Data for the task:
▶

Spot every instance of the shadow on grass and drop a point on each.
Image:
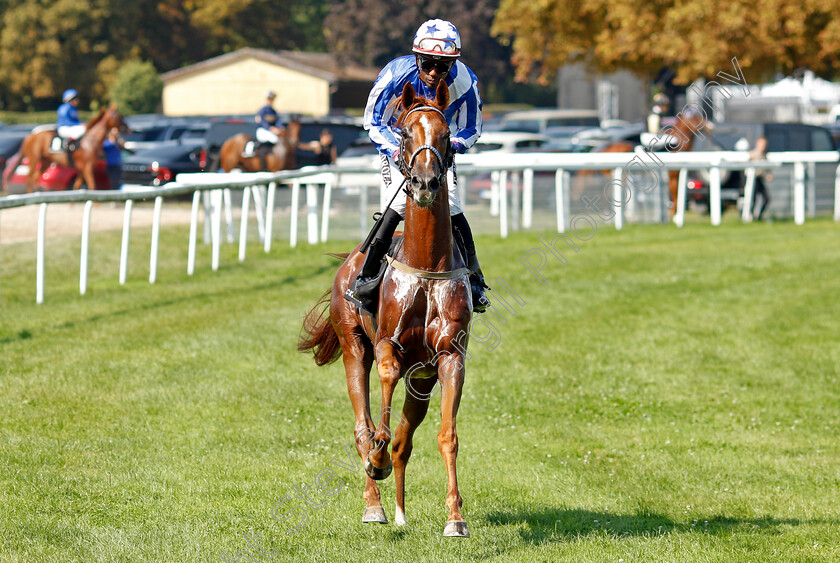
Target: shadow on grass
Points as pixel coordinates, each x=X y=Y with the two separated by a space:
x=26 y=334
x=561 y=524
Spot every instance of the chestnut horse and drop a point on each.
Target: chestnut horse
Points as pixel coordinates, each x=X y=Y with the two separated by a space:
x=36 y=148
x=678 y=137
x=281 y=156
x=420 y=330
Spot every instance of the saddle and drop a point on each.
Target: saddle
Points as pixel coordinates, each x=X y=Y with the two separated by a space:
x=391 y=255
x=62 y=144
x=256 y=149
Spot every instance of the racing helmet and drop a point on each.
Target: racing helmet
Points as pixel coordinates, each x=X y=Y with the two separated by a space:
x=437 y=39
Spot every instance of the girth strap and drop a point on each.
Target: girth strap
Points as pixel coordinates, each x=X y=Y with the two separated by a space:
x=425 y=274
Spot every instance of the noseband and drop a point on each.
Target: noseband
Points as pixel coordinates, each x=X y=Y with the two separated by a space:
x=405 y=167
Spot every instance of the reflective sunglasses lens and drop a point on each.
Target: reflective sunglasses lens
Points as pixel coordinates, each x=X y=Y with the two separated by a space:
x=440 y=66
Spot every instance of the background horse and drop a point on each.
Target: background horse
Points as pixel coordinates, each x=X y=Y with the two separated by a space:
x=281 y=156
x=36 y=148
x=678 y=137
x=420 y=331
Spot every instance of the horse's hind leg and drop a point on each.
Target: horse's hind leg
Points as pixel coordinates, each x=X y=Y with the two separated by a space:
x=415 y=407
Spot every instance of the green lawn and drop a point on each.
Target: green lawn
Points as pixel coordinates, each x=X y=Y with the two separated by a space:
x=667 y=395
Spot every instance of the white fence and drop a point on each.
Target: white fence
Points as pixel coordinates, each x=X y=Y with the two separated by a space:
x=508 y=170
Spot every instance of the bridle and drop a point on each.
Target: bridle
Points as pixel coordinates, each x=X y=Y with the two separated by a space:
x=445 y=163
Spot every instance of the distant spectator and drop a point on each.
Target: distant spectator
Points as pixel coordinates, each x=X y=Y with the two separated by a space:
x=113 y=147
x=324 y=148
x=659 y=108
x=759 y=152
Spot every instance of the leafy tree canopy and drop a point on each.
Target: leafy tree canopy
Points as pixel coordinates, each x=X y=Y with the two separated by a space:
x=696 y=39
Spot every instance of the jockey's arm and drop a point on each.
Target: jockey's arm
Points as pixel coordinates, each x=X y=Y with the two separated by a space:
x=467 y=120
x=378 y=113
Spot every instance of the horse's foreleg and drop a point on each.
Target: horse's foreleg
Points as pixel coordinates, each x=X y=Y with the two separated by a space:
x=357 y=363
x=451 y=375
x=90 y=182
x=35 y=166
x=673 y=187
x=378 y=466
x=415 y=407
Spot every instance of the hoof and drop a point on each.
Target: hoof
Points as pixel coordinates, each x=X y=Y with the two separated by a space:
x=457 y=529
x=399 y=517
x=378 y=473
x=375 y=514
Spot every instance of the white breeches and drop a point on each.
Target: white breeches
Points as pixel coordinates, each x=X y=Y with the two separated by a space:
x=266 y=136
x=72 y=131
x=391 y=178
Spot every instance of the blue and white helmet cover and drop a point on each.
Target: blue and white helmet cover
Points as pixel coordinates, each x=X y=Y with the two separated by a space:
x=438 y=39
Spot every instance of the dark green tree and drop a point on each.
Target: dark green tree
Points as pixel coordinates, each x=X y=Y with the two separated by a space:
x=137 y=88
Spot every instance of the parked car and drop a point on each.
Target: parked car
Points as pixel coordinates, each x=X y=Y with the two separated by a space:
x=55 y=178
x=159 y=166
x=11 y=138
x=361 y=152
x=538 y=120
x=164 y=133
x=780 y=137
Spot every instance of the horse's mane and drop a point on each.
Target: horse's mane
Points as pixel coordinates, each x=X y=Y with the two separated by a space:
x=96 y=118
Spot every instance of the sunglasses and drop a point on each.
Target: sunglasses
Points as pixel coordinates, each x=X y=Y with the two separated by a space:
x=442 y=67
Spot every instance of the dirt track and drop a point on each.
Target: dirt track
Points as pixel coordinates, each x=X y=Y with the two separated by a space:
x=20 y=224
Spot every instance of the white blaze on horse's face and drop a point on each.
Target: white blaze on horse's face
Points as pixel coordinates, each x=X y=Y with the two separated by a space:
x=423 y=194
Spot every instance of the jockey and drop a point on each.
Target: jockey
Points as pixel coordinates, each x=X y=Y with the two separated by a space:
x=268 y=121
x=67 y=121
x=436 y=48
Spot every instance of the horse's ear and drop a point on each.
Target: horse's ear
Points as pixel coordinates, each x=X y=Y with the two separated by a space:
x=408 y=95
x=442 y=95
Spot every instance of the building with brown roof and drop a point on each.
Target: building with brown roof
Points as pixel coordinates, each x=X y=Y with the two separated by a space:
x=235 y=83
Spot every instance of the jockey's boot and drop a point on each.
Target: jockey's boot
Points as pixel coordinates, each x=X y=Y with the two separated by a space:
x=463 y=234
x=364 y=290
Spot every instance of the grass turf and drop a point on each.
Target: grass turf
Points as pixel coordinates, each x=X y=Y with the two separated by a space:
x=667 y=395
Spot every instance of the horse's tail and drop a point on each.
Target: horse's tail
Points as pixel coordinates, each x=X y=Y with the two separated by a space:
x=318 y=335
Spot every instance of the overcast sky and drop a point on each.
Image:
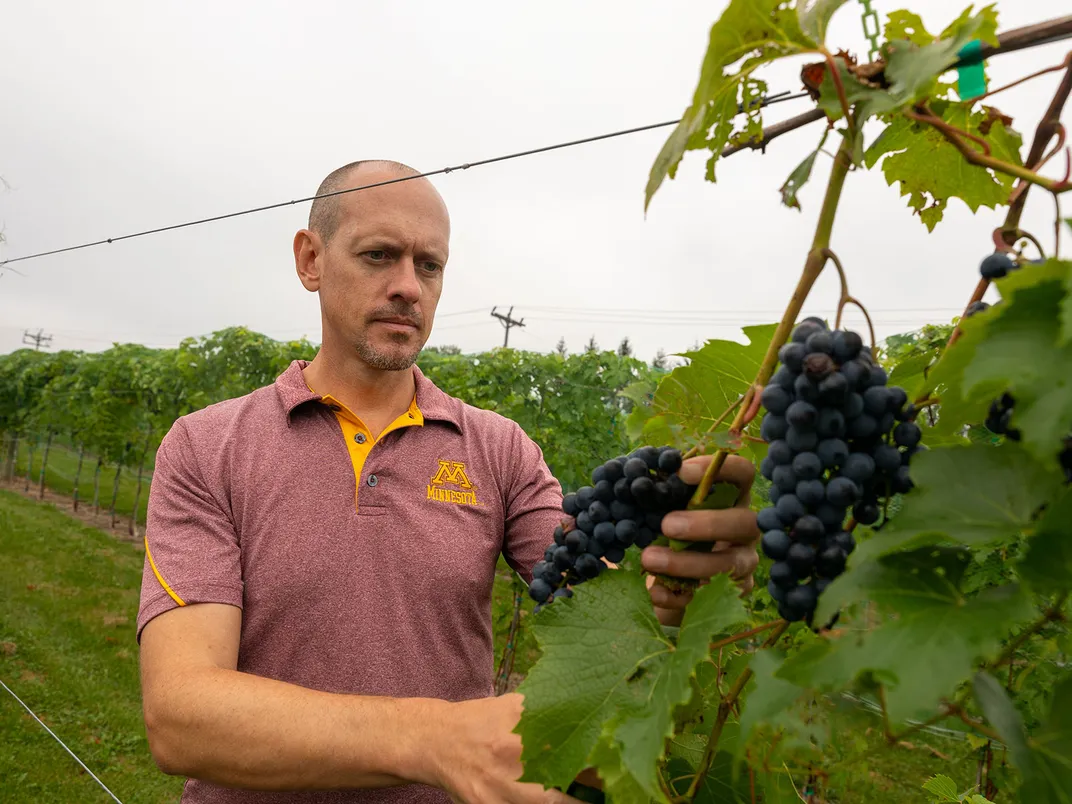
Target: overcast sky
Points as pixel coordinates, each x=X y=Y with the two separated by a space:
x=125 y=116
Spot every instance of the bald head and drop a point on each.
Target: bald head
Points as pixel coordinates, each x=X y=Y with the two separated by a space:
x=324 y=213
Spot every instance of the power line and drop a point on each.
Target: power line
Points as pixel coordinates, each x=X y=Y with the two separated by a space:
x=767 y=101
x=105 y=788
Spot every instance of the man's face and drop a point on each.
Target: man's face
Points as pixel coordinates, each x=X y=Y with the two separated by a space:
x=381 y=273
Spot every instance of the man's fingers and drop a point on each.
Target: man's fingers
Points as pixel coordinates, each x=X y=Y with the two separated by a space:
x=735 y=525
x=735 y=470
x=738 y=562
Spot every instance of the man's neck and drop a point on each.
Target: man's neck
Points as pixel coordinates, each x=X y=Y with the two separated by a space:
x=376 y=397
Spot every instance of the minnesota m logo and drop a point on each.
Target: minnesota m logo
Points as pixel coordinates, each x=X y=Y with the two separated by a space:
x=451 y=473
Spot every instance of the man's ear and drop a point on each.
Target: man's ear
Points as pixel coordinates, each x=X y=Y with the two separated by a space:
x=308 y=249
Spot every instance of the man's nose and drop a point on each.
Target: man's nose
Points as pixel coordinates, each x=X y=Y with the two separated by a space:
x=404 y=283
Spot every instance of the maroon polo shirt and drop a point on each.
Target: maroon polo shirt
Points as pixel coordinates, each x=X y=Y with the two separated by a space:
x=370 y=583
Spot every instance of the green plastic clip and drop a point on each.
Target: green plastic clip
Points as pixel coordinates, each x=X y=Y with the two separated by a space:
x=970 y=75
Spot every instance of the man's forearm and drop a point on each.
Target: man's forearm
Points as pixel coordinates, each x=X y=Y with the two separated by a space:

◀

Exercise brief: For the entries shown above, tally every line containing the word "reflective". Report the tally and nothing else.

Result: 2